INSTRUCTIONS TO FOLLOW: Retype every record that follows, character for character.

RECORDS TO PROCESS:
-*-
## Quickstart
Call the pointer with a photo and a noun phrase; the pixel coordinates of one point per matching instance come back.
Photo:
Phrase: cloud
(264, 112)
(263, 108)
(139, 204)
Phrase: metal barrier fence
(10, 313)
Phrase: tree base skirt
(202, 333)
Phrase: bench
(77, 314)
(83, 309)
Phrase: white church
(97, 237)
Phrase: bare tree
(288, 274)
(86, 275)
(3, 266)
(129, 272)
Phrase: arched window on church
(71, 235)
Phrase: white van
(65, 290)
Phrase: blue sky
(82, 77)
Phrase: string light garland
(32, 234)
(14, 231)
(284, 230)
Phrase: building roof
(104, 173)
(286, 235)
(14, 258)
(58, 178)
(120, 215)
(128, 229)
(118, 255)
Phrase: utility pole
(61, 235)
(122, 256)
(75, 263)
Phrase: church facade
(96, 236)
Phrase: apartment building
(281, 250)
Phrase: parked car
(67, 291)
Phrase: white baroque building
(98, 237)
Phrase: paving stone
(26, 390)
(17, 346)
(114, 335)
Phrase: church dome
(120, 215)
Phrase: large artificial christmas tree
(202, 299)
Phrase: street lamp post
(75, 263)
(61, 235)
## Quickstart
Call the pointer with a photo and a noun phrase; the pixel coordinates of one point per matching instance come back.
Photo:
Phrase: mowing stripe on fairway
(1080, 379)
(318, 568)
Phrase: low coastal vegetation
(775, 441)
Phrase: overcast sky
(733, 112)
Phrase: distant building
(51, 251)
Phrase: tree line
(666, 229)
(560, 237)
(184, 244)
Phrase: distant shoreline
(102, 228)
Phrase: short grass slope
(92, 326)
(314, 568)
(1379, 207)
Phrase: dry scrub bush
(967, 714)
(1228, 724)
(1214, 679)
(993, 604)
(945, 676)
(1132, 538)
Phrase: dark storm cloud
-*-
WRITTEN REPLY:
## Quickstart
Call the pointer with a photo and a noun phrase; the pixel coordinates of one point per matching instance come back.
Photo:
Phrase: cloud
(264, 112)
(263, 108)
(139, 204)
Phrase: metal barrier fence
(10, 313)
Phrase: tree base skirt
(202, 333)
Phrase: bench
(77, 314)
(83, 309)
Phrase: white church
(97, 237)
Phrase: bare tree
(288, 274)
(86, 275)
(3, 266)
(129, 272)
Phrase: arched window on church
(71, 235)
Phrase: white van
(65, 290)
Phrase: blue sky
(82, 77)
Phrase: string light garland
(32, 234)
(14, 231)
(284, 230)
Phrase: building roof
(104, 173)
(286, 235)
(14, 258)
(58, 178)
(120, 215)
(128, 229)
(118, 255)
Phrase: utility pole
(61, 235)
(122, 256)
(75, 263)
Phrase: church facade
(96, 236)
Phrase: apartment building
(281, 250)
Phrase: parked car
(67, 291)
Phrase: white baroque building
(98, 237)
Phrase: paving stone
(26, 390)
(17, 346)
(114, 335)
Phrase: church dome
(120, 215)
Phrase: large artificial christmas tree
(202, 299)
Phrase: street lamp post
(75, 263)
(61, 235)
## Quickstart
Call the pointer with a photo and a noun phrase; the pixel coordinates of one point per matching instance come back.
Photo:
Phrase: mowing stripe on fairway
(1080, 379)
(318, 568)
Phrase: low coastal vegetation
(775, 441)
Phrase: overcast sky
(733, 112)
Phrase: distant building
(51, 251)
Phrase: tree line
(666, 229)
(560, 237)
(184, 244)
Phrase: distant shoreline
(102, 228)
Phrase: short grass slope
(92, 326)
(314, 568)
(1379, 207)
Phrase: dry scrub bush
(967, 714)
(1228, 724)
(1214, 679)
(993, 604)
(945, 676)
(1132, 538)
Phrase: dark storm cloud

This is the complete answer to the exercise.